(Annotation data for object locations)
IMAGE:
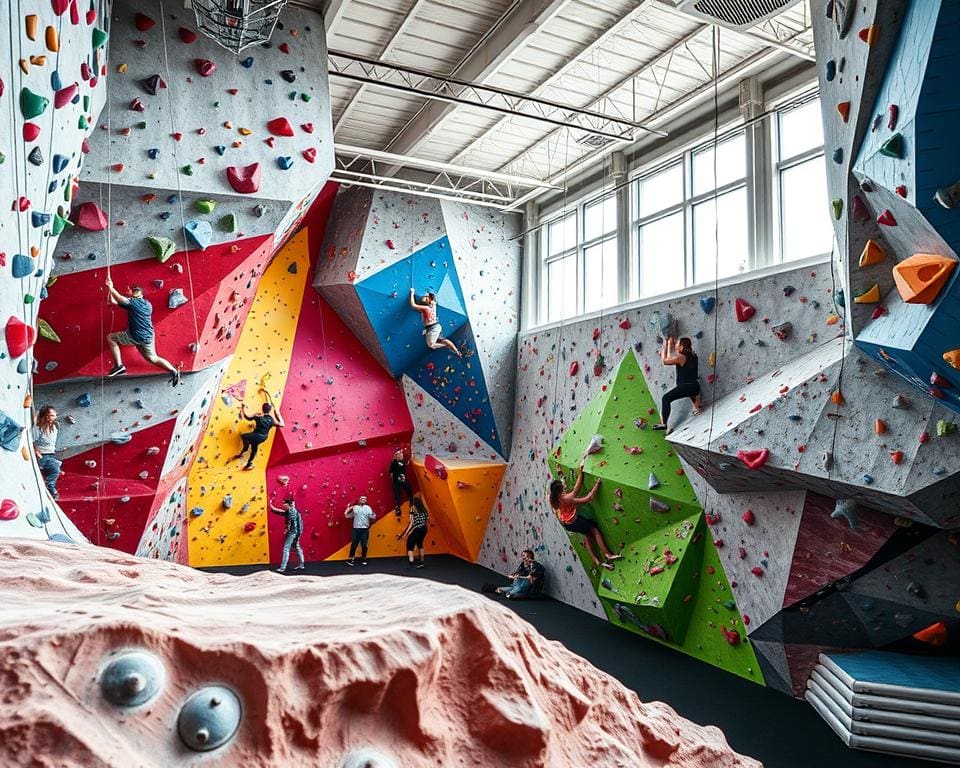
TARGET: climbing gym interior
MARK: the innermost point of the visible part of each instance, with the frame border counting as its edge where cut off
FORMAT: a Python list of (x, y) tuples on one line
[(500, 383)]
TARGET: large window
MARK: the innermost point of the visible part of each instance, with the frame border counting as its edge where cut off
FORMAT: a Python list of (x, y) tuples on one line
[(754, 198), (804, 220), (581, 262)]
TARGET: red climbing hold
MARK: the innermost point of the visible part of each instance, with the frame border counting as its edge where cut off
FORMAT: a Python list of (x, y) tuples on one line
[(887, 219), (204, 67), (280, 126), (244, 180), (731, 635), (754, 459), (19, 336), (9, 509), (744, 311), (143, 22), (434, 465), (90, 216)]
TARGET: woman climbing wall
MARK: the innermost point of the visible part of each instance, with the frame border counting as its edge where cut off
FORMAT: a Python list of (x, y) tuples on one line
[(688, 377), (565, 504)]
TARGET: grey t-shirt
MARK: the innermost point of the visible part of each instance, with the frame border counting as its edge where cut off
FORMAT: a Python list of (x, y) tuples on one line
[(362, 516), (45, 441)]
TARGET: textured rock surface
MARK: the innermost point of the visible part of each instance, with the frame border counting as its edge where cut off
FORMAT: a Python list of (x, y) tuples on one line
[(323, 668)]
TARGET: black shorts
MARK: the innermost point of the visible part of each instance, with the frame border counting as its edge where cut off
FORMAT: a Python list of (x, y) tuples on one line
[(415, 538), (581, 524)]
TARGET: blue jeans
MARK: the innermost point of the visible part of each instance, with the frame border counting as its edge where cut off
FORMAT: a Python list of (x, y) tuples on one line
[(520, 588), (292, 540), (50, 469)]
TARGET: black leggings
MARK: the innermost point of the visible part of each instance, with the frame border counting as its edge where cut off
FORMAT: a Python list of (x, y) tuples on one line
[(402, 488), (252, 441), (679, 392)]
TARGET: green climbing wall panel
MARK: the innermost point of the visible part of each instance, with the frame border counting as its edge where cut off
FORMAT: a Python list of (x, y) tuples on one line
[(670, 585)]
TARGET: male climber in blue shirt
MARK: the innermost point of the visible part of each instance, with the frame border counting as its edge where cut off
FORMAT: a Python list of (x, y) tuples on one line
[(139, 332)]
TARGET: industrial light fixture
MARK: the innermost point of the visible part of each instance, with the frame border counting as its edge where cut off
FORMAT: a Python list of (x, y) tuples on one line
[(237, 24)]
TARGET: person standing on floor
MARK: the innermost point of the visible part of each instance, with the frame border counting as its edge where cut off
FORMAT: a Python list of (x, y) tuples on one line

[Do this]
Copy out every item above word for word, omitting the pictures.

[Correct result]
IMAGE:
TARGET: climbing gym interior
MARK: the innermost point of the visible part of each instance, with the frame border counting as its edge where cut off
FORMAT: a Python list of (x, y) tuples on one line
[(500, 383)]
TARGET: large window
MARK: the innermost point of the visible part of each instance, with the frame border counting as its edge where cut off
FORMAT: a Python list of (x, y) tuples on one line
[(754, 198), (804, 220), (581, 262)]
TARGET: red climbing hold
MARK: the innermost point of the visible part of each instance, with the frame border counting as its edge where cut off
FORMAT: a Python list of (x, y) tuples on one line
[(887, 219), (204, 67), (280, 126), (244, 180), (731, 635), (754, 459), (19, 336), (9, 509), (744, 311), (143, 22), (434, 465), (90, 216)]
TARGET: woman climbing wall
MARK: the innermost point of the visible part of each instance, with the frame border counting as its edge where cut off
FORMAT: a Python list of (x, y) tuples on one line
[(688, 377), (565, 504)]
TARGET: grey t-shirt
MARK: the innermost point of the visible part of each instance, with the frame border counting as its edge where cut off
FORMAT: a Python list of (x, y) tuples on one line
[(362, 516), (45, 441)]
TARGET: textured rock surface
MARK: the innermost point of the visible part of each instance, with the frame border counting as its edge where cut off
FORMAT: a Python list of (x, y) tuples on one line
[(323, 668)]
TARGET: black shorts
MARK: the innermost point of the visible part of each instance, with the frame border counting as its edge where cut off
FORMAT: a Python list of (x, y) tuples on one line
[(415, 538), (581, 524)]
TARGET: blue jeans
MARK: the innermost point of the visible part of each instance, with the frame border counting as its edge where cut off
FORMAT: a Python list of (x, y) tuples on one line
[(520, 588), (292, 540), (50, 469)]
TARGET: black leggings
MARK: the innermost point of the visible part of each instance, with the frame border counting as its edge where cut off
FORMAT: a Python list of (x, y) tuples on one line
[(402, 488), (252, 441), (679, 392)]
TARGET: green climbing wall panel
MARK: the innermost point of the visible part of each instance, with the frame border counting as its edge where cut off
FORMAT: a Python list of (x, y) tuples on one line
[(670, 585)]
TARGET: male climber in blue shirt
MARK: the innermost point of the visible part of each instance, with the frame border counting as its edge where cut off
FORMAT: a Python list of (x, y) tuples on one line
[(139, 332)]
TARGET: industrial light fixture
MARK: the innermost point of the visible part of each instance, with the frame border counting as its edge where cut off
FORMAT: a Python list of (x, y) tuples on one line
[(237, 24)]
TARGET: person standing on floor
MARK: the innermost point of the visible part of each instance, with the frame border counting as its edge where cut off
FORMAT: a Python list of (x, y) tuples on one line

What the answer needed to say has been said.